TASK GOAL: Can you turn the lines below into a numbered list, dropping any blank lines and leaving the pictures out?

Photo labels with boxes:

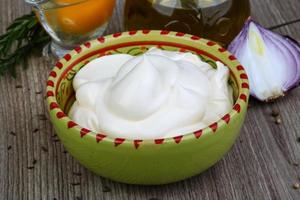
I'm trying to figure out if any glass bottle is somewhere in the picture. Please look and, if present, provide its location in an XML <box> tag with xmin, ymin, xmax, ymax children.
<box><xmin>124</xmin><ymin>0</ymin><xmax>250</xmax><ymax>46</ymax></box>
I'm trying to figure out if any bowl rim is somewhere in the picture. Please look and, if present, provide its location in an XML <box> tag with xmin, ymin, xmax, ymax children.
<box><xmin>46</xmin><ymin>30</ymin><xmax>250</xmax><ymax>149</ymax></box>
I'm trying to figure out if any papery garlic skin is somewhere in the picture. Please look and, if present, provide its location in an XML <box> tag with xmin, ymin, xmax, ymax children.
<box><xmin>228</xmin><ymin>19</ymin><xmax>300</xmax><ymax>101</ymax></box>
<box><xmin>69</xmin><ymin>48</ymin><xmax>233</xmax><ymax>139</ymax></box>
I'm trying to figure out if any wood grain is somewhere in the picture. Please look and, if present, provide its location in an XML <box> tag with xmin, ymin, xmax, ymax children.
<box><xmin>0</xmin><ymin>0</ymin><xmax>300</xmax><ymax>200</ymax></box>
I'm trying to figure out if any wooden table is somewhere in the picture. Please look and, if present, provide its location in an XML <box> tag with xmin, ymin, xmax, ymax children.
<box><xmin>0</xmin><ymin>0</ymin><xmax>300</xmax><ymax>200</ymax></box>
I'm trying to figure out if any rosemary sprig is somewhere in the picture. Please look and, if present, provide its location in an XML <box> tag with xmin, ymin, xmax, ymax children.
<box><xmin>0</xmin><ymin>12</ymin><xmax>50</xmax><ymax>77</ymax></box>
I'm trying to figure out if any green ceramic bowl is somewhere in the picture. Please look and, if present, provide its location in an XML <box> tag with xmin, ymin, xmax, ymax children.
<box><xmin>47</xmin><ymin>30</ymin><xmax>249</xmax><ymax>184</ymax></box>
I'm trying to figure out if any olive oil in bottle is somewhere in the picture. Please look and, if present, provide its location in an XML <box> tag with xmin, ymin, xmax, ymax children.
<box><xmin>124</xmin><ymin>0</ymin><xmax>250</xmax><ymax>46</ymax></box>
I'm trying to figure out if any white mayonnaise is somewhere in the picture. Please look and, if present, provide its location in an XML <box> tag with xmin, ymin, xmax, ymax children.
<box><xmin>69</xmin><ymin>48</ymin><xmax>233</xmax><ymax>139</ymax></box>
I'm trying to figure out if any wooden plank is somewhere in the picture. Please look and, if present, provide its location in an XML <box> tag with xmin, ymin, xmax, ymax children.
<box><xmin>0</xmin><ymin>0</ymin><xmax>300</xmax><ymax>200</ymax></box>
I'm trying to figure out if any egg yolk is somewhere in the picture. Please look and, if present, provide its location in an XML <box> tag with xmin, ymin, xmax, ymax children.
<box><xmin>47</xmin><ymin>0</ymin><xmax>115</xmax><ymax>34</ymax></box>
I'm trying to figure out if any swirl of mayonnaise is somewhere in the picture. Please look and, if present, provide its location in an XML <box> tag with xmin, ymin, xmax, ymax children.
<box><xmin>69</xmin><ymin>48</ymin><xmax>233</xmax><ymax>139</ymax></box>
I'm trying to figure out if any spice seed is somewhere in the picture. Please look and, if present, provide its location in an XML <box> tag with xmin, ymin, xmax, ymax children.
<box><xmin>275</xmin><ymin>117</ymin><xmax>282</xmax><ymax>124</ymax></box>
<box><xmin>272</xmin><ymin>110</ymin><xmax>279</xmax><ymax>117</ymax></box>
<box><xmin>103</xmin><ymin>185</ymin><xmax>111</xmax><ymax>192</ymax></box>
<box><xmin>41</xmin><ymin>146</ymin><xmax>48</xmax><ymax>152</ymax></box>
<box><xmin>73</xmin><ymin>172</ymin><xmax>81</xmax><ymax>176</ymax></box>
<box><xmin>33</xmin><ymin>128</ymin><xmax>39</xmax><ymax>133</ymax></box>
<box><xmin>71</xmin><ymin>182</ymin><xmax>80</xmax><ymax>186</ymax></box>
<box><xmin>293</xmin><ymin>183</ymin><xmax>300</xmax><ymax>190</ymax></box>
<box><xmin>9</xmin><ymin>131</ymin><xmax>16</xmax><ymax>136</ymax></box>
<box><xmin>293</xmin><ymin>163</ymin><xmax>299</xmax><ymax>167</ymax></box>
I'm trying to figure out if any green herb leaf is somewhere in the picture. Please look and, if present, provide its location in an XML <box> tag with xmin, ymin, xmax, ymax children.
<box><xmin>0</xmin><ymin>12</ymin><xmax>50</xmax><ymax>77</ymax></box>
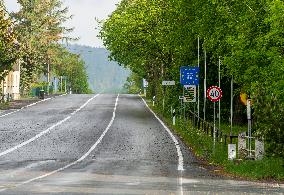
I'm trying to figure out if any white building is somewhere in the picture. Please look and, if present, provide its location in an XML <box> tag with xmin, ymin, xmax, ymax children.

RESPONSE TO THIS EXERCISE:
1. I'm trying to figure out if any glass bottle is somewhere in the picture. Please look and, if present, provide its location in an XML <box> tag with xmin, ymin, xmax, ymax children.
2. <box><xmin>124</xmin><ymin>0</ymin><xmax>250</xmax><ymax>46</ymax></box>
3. I'm trying to figure out if any bowl rim is somewhere in the picture. Please look and, if present, provide its location in an XML <box> tag with xmin, ymin, xmax, ymax children.
4. <box><xmin>46</xmin><ymin>30</ymin><xmax>250</xmax><ymax>149</ymax></box>
5. I'm trying to figure out if any papery garlic skin is somewhere in the picture. Please look and, if present, provide its location in an XML <box> tag with xmin, ymin, xmax, ymax children.
6. <box><xmin>228</xmin><ymin>19</ymin><xmax>300</xmax><ymax>101</ymax></box>
7. <box><xmin>69</xmin><ymin>48</ymin><xmax>233</xmax><ymax>139</ymax></box>
8. I'm trying to figure out if any wood grain is somewhere in the picture. Please look and, if present, provide its location in an XML <box> tag with xmin, ymin, xmax, ymax children.
9. <box><xmin>0</xmin><ymin>0</ymin><xmax>300</xmax><ymax>200</ymax></box>
10. I'm trying to figure out if any wooden table is somewhere in the picture. Please look and, if present, provide its location in an XML <box> tag with xmin, ymin, xmax, ymax children.
11. <box><xmin>0</xmin><ymin>0</ymin><xmax>300</xmax><ymax>200</ymax></box>
12. I'm trying to figure out if any rosemary sprig is somewhere in the picture. Please look and, if present, provide its location in an XML <box> tag with xmin, ymin, xmax, ymax children.
13. <box><xmin>0</xmin><ymin>12</ymin><xmax>50</xmax><ymax>77</ymax></box>
14. I'm trying to figure out if any green ceramic bowl is somewhere in the picture. Please look and, if present, provide its location in an XML <box> tag with xmin, ymin, xmax, ymax children.
15. <box><xmin>47</xmin><ymin>30</ymin><xmax>249</xmax><ymax>184</ymax></box>
16. I'm trying to figure out if any olive oil in bottle is somewhere in the picture. Please look and, if present, provide its location in an XML <box> tag with xmin, ymin, xmax, ymax children.
17. <box><xmin>124</xmin><ymin>0</ymin><xmax>250</xmax><ymax>46</ymax></box>
18. I'm trying to figure out if any white mayonnaise is somewhere in the picture. Please look and, if present, provide its location in an XML <box> tag with xmin, ymin, xmax, ymax children.
19. <box><xmin>69</xmin><ymin>48</ymin><xmax>233</xmax><ymax>139</ymax></box>
20. I'm trying to figure out if any wooden plank is somewhere in the picture. Please look and, if present, provide its location in an XML <box> tag with xmin, ymin, xmax, ymax children.
21. <box><xmin>0</xmin><ymin>0</ymin><xmax>300</xmax><ymax>200</ymax></box>
22. I'm trying to figure out if any egg yolk is somewhere in the picture. Please look and, if present, provide its location in an XML <box> tag with xmin, ymin, xmax, ymax children.
23. <box><xmin>47</xmin><ymin>0</ymin><xmax>115</xmax><ymax>34</ymax></box>
24. I'm trying to figure out if any swirl of mayonnaise is somewhere in the picture. Please look and, if present, provide its location in an XML <box> tag with xmin, ymin, xmax, ymax children.
25. <box><xmin>69</xmin><ymin>48</ymin><xmax>233</xmax><ymax>139</ymax></box>
26. I'm trying to figure out if any spice seed is somewhere in the picture. Please look and, if present, provide its location in an XML <box> tag with xmin, ymin, xmax, ymax children.
27. <box><xmin>275</xmin><ymin>117</ymin><xmax>282</xmax><ymax>124</ymax></box>
28. <box><xmin>272</xmin><ymin>110</ymin><xmax>279</xmax><ymax>117</ymax></box>
29. <box><xmin>103</xmin><ymin>185</ymin><xmax>111</xmax><ymax>192</ymax></box>
30. <box><xmin>41</xmin><ymin>146</ymin><xmax>48</xmax><ymax>152</ymax></box>
31. <box><xmin>73</xmin><ymin>172</ymin><xmax>81</xmax><ymax>176</ymax></box>
32. <box><xmin>33</xmin><ymin>128</ymin><xmax>39</xmax><ymax>133</ymax></box>
33. <box><xmin>71</xmin><ymin>182</ymin><xmax>80</xmax><ymax>186</ymax></box>
34. <box><xmin>293</xmin><ymin>183</ymin><xmax>300</xmax><ymax>190</ymax></box>
35. <box><xmin>9</xmin><ymin>131</ymin><xmax>16</xmax><ymax>136</ymax></box>
36. <box><xmin>293</xmin><ymin>163</ymin><xmax>299</xmax><ymax>167</ymax></box>
37. I'm trying to figure out if any green herb leaf is somewhere in the picture. Please look and, if present, provide its location in an XML <box> tag with xmin, ymin, xmax, ymax children.
38. <box><xmin>0</xmin><ymin>12</ymin><xmax>50</xmax><ymax>77</ymax></box>
39. I'm trying to figure out if any white building is somewhere in the picture. Please look and, if present, provide its location in an XML <box> tag with xmin, ymin, xmax, ymax children.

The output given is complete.